» **Assigned task A**:
Rewrite the passage on United States v. Washington, starting at "In United States" and ending after "federal contract workers.". Replace "exclusively" with "only".
» **Assigned task B**:
Answer these questions from the passage on United States v. Washington:
(i) In which years did Hanford begin and end its activity?
(ii) How many current and former federal contractors, at a minimum, does the Hanford program apply to?
(iii) Which court held that Washington's statute does not violate the doctrine of intergovernmental immunity?
» **Assigned task C**:
Decide whether each statement agrees with the passage on United States v. Washington. Answer yes or no, and quote the words that decide it.
(i) The Hanford site covers more than 500 square miles.
(ii) Cleanup at Hanford is expected to finish within the next ten years.
(iii) The doctrine of intergovernmental immunity derives from the Constitution's Commerce Clause.

» **Source passage**:
::::::::

In United States v. Washington the Supreme Court will decide whether Washington State may adopt a workers’ compensation statute which applies exclusively to federal contract workers.
Washington’s statute applies to federal contractors working at Hanford, a decommissioned federal nuclear production site covering over 500 square miles in the state. Hanford was active between 1944 and 1989 and “produced nearly two-thirds of the nation’s weapons grade plutonium for use in the United States nuclear program during World War II and the Cold War.”
It is easier for workers covered by the Hanford program to demonstrate they are entitled to benefits than those covered by Washington’s regular workers’ compensation program. The Hanford program applies to at least 100,000 current and former federal contractors. Cleanup operations are expected to last at least six more decades.
The United States argues that this statute violates the doctrine of intergovernmental immunity. Per this doctrine, which derives from the Constitution’s Supremacy Clause, state laws are invalid if they regulate the United States directly or discriminate against the federal government.
The Ninth Circuit held that Washington state’s statute doesn’t violate the doctrine of intergovernmental immunity because it falls within 40 U.S.C. 3172(a)’s waiver of governmental immunity.

::::::::

» **Given information**:
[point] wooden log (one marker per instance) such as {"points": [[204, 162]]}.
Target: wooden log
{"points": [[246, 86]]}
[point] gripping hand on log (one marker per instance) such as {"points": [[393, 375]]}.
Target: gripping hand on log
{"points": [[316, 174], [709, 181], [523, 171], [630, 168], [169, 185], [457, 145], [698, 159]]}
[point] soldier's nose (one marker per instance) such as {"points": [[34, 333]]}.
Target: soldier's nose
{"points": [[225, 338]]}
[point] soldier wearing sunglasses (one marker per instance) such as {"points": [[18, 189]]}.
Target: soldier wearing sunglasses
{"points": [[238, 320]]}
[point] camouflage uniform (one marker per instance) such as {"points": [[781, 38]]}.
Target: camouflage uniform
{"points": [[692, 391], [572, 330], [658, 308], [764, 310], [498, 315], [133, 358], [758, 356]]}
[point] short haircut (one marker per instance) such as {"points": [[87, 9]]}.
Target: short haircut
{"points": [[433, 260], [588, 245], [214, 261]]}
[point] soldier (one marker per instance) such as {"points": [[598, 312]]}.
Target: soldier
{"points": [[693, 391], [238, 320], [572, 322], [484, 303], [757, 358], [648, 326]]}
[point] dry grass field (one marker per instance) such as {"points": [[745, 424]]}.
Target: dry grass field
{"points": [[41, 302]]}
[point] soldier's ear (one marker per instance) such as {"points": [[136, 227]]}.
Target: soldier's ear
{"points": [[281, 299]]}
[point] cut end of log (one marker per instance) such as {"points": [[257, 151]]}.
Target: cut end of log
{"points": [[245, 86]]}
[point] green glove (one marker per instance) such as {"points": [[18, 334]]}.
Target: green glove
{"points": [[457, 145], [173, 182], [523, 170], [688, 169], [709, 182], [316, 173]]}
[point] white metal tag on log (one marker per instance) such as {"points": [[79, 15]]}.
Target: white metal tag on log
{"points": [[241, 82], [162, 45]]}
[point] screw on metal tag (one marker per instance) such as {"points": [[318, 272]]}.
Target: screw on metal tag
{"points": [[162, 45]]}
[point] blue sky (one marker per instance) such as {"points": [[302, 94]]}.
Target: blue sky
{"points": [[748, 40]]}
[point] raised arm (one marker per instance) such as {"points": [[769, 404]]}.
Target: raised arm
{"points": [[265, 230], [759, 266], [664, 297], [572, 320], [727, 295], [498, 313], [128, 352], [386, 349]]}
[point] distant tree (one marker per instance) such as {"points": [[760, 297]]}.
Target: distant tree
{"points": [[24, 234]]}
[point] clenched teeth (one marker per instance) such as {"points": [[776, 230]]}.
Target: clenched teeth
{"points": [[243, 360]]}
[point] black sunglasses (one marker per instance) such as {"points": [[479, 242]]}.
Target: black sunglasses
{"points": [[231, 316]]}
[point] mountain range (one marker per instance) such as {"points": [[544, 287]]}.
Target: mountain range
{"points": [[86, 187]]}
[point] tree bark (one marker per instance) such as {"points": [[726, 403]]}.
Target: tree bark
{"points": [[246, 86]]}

::::::::

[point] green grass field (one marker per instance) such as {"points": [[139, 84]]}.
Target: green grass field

::::::::

» **Written solution A**:
In United States v. Washington the Supreme Court will decide whether Washington State may adopt a workers’ compensation statute which applies only to federal contract workers.

» **Written solution B**:
(i) 1944 and 1989
(ii) At least 100,000
(iii) The Ninth Circuit

» **Written solution C**:
(i) Yes: "covering over 500 square miles in the state"
(ii) No: "Cleanup operations are expected to last at least six more decades."
(iii) No: "which derives from the Constitution’s Supremacy Clause"